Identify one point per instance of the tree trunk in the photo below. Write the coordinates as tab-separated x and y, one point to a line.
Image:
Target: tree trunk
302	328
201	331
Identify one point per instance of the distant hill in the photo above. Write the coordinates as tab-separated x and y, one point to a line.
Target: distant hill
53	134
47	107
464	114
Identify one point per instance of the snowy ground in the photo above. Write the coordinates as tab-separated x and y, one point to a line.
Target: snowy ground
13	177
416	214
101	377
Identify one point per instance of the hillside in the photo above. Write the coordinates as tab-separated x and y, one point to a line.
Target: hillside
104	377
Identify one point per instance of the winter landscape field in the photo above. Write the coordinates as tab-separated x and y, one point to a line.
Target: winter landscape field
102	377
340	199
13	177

== == ==

Reproduce the records verbatim, beginning at the line containing "Identify one point per instance of the distant" and stopping after the last line of the records.

Identify one point per instance of the distant hill in the photo above. Write the coordinates as tab-separated x and y, one point to a line.
Target: distant hill
53	134
47	107
464	114
Identify one point per instance of the snowy ground in the photo above. Write the coordinates as tab-separated x and y, one point to a line.
Target: snowy ground
13	177
416	214
101	377
Identify one point per instance of the hillside in the photo above. Write the coordinates as tab-separated x and y, one point to a line.
Target: hillside
104	377
Identify one point per instance of the winter landscape field in the photo above. Write the coordinates as tab-separated x and y, one point to a line.
Target: winter landscape field
102	377
340	199
13	177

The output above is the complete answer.